- Problem details -
Continue the case digest on airport noise and federal preemption from its last sentence.

- Text block -
7 ELR 20668 | Environmental Law Reporter | copyright © 1977 | All rights reserved


San Diego Unified Port District v. Superior Court for County of San Diego

Civ. 16142 (136 Cal. Rptr. 557, 67 Cal. App. 3d 36) (Cal. Ct. App. February 18, 1977)

ELR Digest

Homeowner plaintiffs sued an airport operator, the Port District, claiming that the airport's operation so interfered with their ownership rights as to be an inverse condemnation entitling them to just compensation. Plaintiffs also sought damages on theories of nuisance, negligence, trespass, and failure of the Port District to obtain a proper operating permit. The Port District sought a peremptory writ to reverse the Superior Court's action in overruling a general demurrer to all the counts. The court holds that plaintiffs may not recover tort damages from the airport operator for harm caused by aircraft in flight, but that federal preemptiondoes not preclude recovery for damages from tortious maintenance of the airport by the proprietor. The petition is therefore denied.

The Port District argued that federal legislation and regulation in the field of aircraft and airport noise is so pervasive that it has preempted all state and local control. Plaintiffs, however, differentiated federal preemption in the field of noise regulation from the duty of the airport proprietor to operate the facilities nontortiously. Thus, the court distinguishes the exercise of police power by a municipality to control airport noise from the exercise of proprietary power by the airport owner/operator.

The court notes the rationale behind the leading case of federal preemption of airport noise regulation, City of Burbank v. Lockheed Air Terminal, 411 U.S. 624, 3 ELR 20393 (1973), as requiring uniform and exclusive federal regulation. If a flight curfew interferes with the uniformity, it is irrelevant to this court whether the curfew is imposed on the authority of the local police power or the airport owner's proprietary power because the effect is the same. Footnote 14 in the Burbank opinion, which said that the Court would "not consider here what limits, if any, apply to a municipality as a proprietor," did not mean that no limits apply to a municipal proprietor. The court criticizes National Aviation, Inc. v. City of Hayward, 418 F. Supp. 417, 6 ELR 20649 (N.D. Cal. 1976), because it doubts the Burbank Court intended the Hayward results of allowing a municipality to use its proprietary power to restrict an activity that it could not regulate under its police power.

(Object point labels)
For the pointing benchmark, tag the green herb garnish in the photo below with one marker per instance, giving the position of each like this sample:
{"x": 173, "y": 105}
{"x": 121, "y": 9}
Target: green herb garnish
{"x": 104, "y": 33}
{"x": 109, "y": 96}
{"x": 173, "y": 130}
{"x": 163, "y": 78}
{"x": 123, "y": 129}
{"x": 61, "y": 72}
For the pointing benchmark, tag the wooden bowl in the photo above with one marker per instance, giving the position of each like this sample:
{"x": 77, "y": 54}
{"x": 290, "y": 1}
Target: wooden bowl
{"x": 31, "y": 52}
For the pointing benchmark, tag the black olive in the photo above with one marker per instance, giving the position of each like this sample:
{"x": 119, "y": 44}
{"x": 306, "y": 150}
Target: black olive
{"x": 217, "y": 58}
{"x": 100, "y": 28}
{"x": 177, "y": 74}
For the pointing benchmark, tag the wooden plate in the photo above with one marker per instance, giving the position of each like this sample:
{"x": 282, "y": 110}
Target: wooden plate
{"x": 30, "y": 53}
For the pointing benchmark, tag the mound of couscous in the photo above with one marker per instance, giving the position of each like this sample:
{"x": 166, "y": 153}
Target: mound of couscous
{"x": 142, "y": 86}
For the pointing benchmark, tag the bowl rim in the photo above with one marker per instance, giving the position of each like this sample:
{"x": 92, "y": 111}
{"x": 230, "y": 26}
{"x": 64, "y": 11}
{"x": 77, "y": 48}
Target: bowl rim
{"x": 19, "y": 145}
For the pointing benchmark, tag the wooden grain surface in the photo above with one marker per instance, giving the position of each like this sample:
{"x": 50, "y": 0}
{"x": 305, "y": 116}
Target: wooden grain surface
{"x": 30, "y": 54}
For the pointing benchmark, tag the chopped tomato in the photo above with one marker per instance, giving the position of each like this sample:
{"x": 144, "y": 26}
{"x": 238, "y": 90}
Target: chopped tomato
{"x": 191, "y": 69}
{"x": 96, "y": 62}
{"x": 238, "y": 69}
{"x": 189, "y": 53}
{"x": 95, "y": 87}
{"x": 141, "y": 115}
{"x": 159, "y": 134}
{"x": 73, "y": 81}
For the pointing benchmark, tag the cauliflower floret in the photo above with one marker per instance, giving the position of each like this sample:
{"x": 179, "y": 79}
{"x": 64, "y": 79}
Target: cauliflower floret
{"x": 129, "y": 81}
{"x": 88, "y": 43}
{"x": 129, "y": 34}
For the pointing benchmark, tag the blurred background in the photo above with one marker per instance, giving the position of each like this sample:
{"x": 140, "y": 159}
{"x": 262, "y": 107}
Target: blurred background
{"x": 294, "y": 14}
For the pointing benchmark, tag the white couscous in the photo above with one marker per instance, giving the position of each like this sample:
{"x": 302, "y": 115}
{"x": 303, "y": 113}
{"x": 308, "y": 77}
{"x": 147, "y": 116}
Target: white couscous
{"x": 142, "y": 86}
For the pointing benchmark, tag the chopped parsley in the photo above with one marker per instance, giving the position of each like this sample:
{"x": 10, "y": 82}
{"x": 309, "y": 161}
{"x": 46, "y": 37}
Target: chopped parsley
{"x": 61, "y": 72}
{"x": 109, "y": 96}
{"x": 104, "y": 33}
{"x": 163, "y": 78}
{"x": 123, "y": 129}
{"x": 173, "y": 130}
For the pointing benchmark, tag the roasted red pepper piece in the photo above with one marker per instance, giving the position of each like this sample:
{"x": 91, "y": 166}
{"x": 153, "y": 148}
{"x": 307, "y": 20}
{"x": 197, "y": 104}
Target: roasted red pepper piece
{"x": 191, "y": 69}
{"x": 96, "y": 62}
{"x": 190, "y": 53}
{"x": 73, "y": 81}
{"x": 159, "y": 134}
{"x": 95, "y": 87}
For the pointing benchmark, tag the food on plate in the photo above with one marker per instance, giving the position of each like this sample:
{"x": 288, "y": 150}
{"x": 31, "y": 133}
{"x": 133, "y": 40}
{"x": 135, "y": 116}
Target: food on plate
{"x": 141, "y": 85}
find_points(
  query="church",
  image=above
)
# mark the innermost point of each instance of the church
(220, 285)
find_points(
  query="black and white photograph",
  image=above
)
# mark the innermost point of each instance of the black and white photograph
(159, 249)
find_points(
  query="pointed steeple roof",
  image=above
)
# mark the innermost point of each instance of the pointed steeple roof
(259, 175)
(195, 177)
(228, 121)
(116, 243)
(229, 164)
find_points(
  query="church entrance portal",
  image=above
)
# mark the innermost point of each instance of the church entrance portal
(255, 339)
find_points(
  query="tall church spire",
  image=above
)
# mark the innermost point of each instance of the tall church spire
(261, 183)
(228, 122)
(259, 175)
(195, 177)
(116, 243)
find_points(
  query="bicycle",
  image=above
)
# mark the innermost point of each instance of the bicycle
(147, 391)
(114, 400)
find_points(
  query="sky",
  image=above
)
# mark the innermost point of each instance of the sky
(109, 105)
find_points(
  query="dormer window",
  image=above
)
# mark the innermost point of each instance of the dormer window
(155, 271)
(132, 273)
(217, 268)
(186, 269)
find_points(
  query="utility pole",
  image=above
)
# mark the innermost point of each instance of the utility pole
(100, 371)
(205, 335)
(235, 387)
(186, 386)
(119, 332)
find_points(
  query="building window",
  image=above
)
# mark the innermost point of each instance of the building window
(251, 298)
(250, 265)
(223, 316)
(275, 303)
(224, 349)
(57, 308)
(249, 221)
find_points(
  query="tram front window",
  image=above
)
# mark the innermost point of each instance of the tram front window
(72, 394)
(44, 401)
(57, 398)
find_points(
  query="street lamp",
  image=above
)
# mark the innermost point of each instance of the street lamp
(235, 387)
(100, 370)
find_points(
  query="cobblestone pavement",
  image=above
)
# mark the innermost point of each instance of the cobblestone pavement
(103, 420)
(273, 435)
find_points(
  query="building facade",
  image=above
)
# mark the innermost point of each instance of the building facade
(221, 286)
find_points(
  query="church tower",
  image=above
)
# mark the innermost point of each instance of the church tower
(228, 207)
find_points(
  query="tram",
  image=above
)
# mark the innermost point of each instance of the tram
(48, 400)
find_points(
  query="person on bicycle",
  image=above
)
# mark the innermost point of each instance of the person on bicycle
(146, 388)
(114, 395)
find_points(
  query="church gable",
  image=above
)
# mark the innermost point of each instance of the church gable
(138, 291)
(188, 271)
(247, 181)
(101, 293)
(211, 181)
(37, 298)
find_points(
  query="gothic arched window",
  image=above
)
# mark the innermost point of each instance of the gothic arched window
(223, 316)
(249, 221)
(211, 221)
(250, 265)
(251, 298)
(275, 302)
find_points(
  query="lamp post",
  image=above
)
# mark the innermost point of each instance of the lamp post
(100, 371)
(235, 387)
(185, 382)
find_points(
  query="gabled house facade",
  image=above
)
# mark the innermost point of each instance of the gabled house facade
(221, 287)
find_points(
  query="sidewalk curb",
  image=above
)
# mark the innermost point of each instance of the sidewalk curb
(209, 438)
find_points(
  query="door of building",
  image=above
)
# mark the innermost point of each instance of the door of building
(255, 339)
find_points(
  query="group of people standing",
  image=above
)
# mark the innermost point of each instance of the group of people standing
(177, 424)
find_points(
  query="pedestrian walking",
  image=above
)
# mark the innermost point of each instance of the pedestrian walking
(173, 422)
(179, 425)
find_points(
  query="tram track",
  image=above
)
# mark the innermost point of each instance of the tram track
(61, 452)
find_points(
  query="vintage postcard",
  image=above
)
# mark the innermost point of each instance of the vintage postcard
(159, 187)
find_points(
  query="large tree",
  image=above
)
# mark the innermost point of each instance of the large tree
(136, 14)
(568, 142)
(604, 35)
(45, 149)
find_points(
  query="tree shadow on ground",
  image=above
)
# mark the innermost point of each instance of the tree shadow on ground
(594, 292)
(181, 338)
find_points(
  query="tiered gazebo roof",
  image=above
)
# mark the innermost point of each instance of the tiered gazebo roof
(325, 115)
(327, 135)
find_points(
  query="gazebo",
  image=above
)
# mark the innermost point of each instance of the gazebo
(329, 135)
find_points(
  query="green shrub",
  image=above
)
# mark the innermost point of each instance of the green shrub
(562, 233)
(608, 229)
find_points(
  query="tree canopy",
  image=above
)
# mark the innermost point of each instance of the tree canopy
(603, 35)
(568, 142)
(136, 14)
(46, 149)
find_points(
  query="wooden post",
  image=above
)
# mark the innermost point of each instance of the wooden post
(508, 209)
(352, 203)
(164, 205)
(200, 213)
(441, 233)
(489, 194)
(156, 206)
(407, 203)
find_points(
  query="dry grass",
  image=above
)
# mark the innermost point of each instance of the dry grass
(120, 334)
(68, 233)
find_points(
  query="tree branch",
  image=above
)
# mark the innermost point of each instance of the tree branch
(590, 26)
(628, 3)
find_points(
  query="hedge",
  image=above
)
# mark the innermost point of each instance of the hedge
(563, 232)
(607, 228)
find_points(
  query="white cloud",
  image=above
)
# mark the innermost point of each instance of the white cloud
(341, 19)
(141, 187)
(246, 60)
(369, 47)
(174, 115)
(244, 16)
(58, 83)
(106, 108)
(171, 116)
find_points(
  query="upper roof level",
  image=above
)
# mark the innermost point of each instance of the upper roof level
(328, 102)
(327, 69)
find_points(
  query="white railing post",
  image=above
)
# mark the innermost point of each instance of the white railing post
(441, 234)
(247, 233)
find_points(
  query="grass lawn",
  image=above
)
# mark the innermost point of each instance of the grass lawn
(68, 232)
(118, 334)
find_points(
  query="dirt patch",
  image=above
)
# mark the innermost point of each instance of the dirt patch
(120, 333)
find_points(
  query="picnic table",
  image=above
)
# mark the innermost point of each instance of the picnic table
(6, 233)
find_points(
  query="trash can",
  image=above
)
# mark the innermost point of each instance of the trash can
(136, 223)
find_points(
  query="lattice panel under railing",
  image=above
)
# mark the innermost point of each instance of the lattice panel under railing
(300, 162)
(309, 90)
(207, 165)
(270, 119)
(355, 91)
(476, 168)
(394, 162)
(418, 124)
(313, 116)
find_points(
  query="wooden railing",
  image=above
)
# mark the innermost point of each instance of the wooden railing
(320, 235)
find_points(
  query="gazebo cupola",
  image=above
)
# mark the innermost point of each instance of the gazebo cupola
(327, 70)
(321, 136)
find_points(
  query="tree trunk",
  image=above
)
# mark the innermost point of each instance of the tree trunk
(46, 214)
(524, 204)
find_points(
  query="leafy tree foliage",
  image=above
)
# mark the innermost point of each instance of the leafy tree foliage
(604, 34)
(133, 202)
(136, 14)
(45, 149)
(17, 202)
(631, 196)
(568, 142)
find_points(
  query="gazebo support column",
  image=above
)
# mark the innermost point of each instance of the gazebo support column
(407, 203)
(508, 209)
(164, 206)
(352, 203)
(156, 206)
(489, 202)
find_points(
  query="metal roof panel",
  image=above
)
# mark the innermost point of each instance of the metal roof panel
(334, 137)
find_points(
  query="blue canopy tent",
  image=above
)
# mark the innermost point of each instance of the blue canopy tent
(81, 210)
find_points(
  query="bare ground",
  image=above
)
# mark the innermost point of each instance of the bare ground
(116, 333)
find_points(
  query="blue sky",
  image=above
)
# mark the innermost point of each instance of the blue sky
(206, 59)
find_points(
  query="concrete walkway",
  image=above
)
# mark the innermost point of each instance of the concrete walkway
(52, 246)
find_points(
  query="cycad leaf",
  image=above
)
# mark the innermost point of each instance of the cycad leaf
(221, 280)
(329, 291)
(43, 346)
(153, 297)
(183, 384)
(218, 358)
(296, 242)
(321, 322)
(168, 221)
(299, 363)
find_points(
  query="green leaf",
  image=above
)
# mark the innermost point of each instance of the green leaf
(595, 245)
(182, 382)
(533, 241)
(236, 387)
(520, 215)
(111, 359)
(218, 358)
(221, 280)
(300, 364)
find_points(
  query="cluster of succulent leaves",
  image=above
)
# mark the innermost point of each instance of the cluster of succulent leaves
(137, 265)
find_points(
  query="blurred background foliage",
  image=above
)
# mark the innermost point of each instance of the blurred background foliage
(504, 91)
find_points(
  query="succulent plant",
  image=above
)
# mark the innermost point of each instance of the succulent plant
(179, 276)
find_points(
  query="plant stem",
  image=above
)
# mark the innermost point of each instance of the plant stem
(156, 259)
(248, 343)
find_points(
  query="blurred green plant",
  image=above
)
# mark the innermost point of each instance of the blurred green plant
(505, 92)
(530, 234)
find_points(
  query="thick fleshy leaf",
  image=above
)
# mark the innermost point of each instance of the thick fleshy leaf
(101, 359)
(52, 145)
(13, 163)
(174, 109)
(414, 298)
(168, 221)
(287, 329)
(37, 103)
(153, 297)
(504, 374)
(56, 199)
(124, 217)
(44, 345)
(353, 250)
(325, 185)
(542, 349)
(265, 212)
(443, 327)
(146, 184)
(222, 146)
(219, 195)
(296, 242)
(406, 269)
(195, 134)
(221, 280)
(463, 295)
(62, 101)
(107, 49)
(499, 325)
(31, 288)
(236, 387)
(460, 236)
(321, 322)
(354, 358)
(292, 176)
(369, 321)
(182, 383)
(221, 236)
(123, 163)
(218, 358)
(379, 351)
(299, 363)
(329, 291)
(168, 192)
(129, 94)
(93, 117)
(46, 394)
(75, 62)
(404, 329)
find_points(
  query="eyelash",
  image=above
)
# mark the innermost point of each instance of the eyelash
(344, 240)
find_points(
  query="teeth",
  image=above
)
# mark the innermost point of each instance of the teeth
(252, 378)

- Expected output -
The court is persuaded by the Port District's argument that awarding money damages is as much regulation of conduct as an injunction or legislative activity, San Diego Building Trades Council v. Garmon, 359 U.S. 236 (1959), and that awarding money damages in this action would be punishing conduct which is exclusively within federal jurisdiction. The court finds persuasive a similar decision, Luedtke v. County of Milwaukee, 521 F.2d 387, 5 ELR 20535 (7th Cir. 1975), where the court rejected claims for injunctive relief and tort damages but acknowledged the right of plaintiffs to seek inverse condemnation damages because aircraft flights may have resulted in a taking of their property.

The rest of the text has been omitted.